■ Data for this task
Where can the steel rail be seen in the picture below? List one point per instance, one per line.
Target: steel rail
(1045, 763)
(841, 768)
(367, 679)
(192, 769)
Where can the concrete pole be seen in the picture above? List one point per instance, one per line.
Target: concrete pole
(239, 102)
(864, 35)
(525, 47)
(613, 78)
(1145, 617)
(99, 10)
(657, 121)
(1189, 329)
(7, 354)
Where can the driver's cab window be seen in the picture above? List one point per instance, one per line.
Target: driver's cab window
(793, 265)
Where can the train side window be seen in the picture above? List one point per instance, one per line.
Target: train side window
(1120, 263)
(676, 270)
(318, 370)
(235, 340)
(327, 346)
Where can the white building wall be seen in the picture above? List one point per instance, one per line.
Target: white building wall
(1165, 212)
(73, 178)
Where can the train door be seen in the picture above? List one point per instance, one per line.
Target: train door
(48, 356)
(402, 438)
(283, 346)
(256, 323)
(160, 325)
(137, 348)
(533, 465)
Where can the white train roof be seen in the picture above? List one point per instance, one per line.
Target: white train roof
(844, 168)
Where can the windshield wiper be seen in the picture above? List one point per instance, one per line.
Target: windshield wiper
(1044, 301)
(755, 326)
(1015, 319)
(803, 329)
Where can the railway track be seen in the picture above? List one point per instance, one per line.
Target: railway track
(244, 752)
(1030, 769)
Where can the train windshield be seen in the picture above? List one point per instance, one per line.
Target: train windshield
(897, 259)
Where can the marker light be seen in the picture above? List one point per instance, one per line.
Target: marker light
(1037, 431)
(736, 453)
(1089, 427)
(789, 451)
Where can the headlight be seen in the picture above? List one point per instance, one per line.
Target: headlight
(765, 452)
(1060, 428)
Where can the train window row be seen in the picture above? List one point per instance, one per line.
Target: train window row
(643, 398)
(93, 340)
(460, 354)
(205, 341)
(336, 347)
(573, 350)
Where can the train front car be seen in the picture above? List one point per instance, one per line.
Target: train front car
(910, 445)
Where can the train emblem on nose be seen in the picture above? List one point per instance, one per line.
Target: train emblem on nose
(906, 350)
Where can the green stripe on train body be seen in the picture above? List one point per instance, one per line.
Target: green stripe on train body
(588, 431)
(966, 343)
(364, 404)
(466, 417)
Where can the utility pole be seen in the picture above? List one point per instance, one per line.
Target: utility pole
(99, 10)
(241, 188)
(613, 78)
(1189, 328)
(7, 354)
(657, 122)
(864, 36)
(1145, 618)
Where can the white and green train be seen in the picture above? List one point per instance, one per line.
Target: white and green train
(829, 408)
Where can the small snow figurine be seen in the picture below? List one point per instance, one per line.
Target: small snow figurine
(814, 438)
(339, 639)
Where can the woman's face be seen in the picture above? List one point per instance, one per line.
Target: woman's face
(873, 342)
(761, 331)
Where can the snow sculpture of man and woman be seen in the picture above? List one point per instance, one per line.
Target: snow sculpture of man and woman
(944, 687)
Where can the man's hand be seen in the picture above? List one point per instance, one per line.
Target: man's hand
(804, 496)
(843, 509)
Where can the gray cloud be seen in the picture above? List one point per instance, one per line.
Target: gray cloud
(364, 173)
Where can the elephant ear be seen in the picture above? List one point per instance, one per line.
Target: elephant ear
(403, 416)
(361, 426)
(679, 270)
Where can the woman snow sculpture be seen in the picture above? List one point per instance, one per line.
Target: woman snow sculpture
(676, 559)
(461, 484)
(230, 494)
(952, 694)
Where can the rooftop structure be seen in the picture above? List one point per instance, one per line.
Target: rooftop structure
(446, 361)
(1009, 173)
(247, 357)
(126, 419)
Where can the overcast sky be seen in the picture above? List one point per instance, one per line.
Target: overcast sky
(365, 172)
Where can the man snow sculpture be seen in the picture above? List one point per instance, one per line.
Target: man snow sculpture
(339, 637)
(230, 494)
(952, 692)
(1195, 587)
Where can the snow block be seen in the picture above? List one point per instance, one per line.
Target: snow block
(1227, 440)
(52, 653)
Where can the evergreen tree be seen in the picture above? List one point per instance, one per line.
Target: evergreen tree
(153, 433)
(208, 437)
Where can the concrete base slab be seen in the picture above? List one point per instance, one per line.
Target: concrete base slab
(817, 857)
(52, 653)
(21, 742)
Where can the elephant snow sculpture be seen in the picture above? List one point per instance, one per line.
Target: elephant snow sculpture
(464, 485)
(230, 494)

■ Instructions for the task
Write out the entire listing exactly.

■ Answer to the problem
Where can the steel rail be seen in the picture below? List one point per instance, one per line.
Target: steel rail
(1045, 763)
(841, 768)
(367, 679)
(192, 769)
Where can the concrete pole be seen in the picture above? List one point per instance, one per line.
Target: concrete pole
(239, 102)
(864, 35)
(525, 47)
(613, 78)
(1145, 617)
(99, 10)
(657, 121)
(1189, 329)
(7, 354)
Where can the driver's cab window be seen in the picture above? List one point per instance, one per line.
Target: driver's cab window
(793, 265)
Where can the train side window be seen in the picture above? List one point per instance, one per line.
Target: train side window
(1120, 263)
(676, 270)
(318, 370)
(235, 340)
(327, 346)
Where can the white building wall be seen in the picture above? List one point per instance, one per line.
Target: white building wall
(1165, 212)
(73, 178)
Where can the train door be seen in the picture above? List one point per instance, one per line.
Target: train door
(48, 356)
(402, 438)
(283, 346)
(256, 323)
(160, 325)
(137, 348)
(533, 465)
Where can the white train roof be seen in the picture above? List one point per instance, one per line.
Target: white train roof
(844, 168)
Where can the windshield wiper be seen in the picture above? List one point per instance, one per line.
Target: windshield wiper
(1044, 301)
(755, 326)
(1015, 319)
(803, 329)
Where can the railway track be seen in the picture above? List one point per instance, one per line.
Target: railway track
(244, 752)
(1030, 769)
Where can the train windshield be seen in the picture above? List one point per instance, one per line.
Target: train windshield
(897, 259)
Where can the marker light be seen in the picture above? List one point per instance, one per line.
Target: marker light
(1037, 431)
(736, 453)
(1089, 427)
(789, 451)
Where can the headlight be seen in the picture above? List one point per instance, one per line.
Target: headlight
(765, 452)
(1060, 428)
Where can the train window row be seen in the picture above? List one point per instance, one per line.
Target: train window row
(643, 398)
(93, 340)
(460, 354)
(205, 341)
(336, 347)
(573, 350)
Where can the train front car be seen in the picture above? List one point per instance, one per line.
Target: train front car
(910, 445)
Where can the train emblem on nose be seen in the picture above? List one point per instance, one per line.
Target: train emblem on nose
(906, 350)
Where can the green stripe on train body be seen in the picture above? List one point per instance, one per line.
Target: green stripe on train body
(588, 431)
(966, 343)
(364, 404)
(466, 417)
Where can the utility pole be seen in the picture above? List one point per instance, one per line.
Target: utility pole
(99, 10)
(241, 188)
(613, 78)
(1189, 328)
(7, 354)
(657, 122)
(864, 36)
(1145, 618)
Where can the white and green train be seen in the picture above? List one point per instance, one per line.
Target: white and green train
(829, 408)
Where can the small snow figurine be seen in the picture below? List one point per instance, one per line.
Target: small snow figurine
(814, 438)
(339, 639)
Where can the woman's face be seen in the picture above? List one point per instance, one per line.
Target: woman's face
(873, 342)
(761, 331)
Where can the snow sculpture of man and woman be seen in the picture above? List one point per instance, one per line.
Target: snow sculpture of man and woman
(944, 687)
Where can the man's hand be seen in the picture above? List one point per instance, one per line.
Target: man's hand
(804, 496)
(843, 509)
Where can the gray cloud be seen in the picture above? List one point per instance, one per line.
Target: gray cloud
(364, 173)
Where can the elephant ear be seen in the picture above? List one point per instance, one per line.
Target: elephant ear
(403, 416)
(361, 426)
(679, 270)
Where can the woman snow sculpture be seen in the picture above? List one point per instance, one per line.
Target: woman snow sculpture
(676, 559)
(461, 484)
(230, 494)
(952, 694)
Where can the rooftop structure be seen in the picture above? List one point per instance, one per line.
Target: rooftop structure
(446, 361)
(1009, 173)
(247, 357)
(126, 419)
Where can the overcast sky be seen in the picture above? List one point per instance, one per line.
Target: overcast sky
(365, 172)
Where can the man snow sculpture be seen in the picture above? List one point per instance, one per line.
Target: man snow sculpture
(339, 637)
(230, 494)
(952, 692)
(1195, 587)
Where can the snow block be seen in the picture above? List one point per instance, one per line.
Target: snow block
(1227, 440)
(52, 653)
Where can the evergreen tree be seen in the picture above? List one point per instance, one per line.
Target: evergreen tree
(153, 433)
(208, 437)
Where can the concrete base slab be seen in the picture above? List one point per instance, one per line.
Target: concrete base slab
(817, 857)
(52, 653)
(21, 742)
Where can the elephant snow sculpture be seen in the picture above? List one point per instance, one per line.
Target: elephant snow sculpture
(464, 485)
(230, 494)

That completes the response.